Your tasks:
(a) Answer these questions from the text on childhood sexual abuse below. Mark each answer the same way as its question.
(i) How does the writer say ignorance was defined for him as a child?
(ii) Which book is quoted, and who wrote it?
(iii) Which two words does the writer single out for attention?
(b) Continue the text on childhood sexual abuse below, starting after its last sentence.

Text for analysis:
========================================

I printed the wrong article. That one was the follow-up article and has not been published yet. But I think the editor will forgive me.
Here is the article that has been published.
Sexual Abuse and You:
Understanding the Consequences
Fr. Robert Wheelock, OFM Cap.
Ignorance, I was taught as a child, is not knowing something that a person ought to know. Stupidity is talking as though we know a lot about something that in fact we are ignorant of. I am a survivor of childhood torture and sexual abuse for over three years I become very angry, and then frustrated, at so much of what I hear people saying today when speaking of adult survivors of childhood sexual abuse.
In his book BETRAYED AS BOYS, Richard Gartner, PHD. writes:
“Sexual betrayal” encompasses a greater range of human experience than the more common expressions of” sexual abuse,” “incest,” and “sexual trauma.” Put simply, betrayal is the violation of implicit or explicit trust. It is by definition an interpersonal experience. The closer and more necessary the relationship in which it appears, the greater the degree of betrayal and violation
I call your attention to two words especially: betrayal and violation. (page 13)

========================================

Material supplied:
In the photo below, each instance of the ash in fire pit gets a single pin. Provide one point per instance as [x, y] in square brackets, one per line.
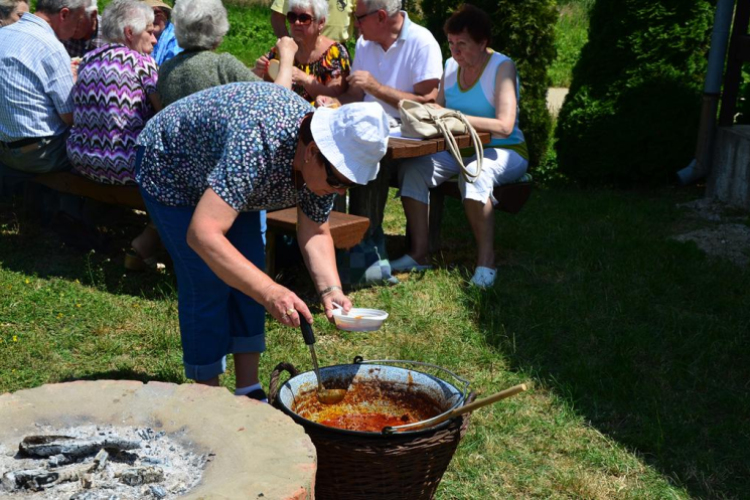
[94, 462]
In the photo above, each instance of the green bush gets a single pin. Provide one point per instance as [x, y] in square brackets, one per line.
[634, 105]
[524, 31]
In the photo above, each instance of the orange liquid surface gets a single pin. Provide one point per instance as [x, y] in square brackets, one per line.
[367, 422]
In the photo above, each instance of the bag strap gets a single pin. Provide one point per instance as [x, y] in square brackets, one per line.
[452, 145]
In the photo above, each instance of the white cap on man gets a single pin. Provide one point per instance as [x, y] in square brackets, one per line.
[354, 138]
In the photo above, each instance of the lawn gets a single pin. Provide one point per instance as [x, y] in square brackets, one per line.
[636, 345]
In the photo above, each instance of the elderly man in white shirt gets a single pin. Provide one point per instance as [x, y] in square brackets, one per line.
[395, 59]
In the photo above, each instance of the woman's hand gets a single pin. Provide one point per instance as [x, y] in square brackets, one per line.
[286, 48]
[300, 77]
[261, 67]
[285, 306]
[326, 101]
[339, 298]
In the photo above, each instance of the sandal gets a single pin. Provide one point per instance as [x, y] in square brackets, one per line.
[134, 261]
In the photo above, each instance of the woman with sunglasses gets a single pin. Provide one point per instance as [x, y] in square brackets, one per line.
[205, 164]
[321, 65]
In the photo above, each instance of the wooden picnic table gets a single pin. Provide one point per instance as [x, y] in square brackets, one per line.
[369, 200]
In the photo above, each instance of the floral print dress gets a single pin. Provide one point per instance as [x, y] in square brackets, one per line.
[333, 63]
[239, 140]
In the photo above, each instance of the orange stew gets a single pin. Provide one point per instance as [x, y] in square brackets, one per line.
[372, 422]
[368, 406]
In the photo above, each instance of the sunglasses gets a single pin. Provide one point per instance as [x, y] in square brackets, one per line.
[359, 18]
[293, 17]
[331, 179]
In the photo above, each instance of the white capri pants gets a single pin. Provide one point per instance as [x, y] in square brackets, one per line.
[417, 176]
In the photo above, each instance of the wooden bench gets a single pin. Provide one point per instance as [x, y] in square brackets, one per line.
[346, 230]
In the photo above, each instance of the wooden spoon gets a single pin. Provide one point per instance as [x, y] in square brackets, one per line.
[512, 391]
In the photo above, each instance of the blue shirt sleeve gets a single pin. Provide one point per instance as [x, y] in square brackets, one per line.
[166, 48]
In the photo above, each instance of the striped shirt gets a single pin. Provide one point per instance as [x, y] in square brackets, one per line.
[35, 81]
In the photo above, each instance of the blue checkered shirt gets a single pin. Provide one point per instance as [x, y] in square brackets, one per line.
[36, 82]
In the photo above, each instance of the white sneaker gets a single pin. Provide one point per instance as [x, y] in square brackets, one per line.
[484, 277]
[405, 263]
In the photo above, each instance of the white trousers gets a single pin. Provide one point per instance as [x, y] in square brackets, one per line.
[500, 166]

========================================

Expected outputs:
(a)
(i) Not knowing something that a person ought to know.
(ii) BETRAYED AS BOYS, by Richard Gartner, PhD.
(iii) Betrayal and violation.

(b)
I can write only from the aspect of a boy who was betrayed and violated by two adult males, and a fellow scout who was forced to rape me, after he himself had been raped by the same perpetrator. Since the perpetrator of the betrayal and violation of me was a friend of my Boy Scout scoutmaster, there were some very specific results of the violations and betrayals. Much of what happened as a result of repeated rapes of myself as a mere kid and early teen, is common to males betrayed and violated by a member of their family, coach, teacher, clergy or any trusted adult.
Several aspects of the present discussion of childhood sexual betrayal and violation troubles me. First, there is the failure to remember that we have an adult who is forcing himself on a child or youth for the sake of his own sexual pleasure.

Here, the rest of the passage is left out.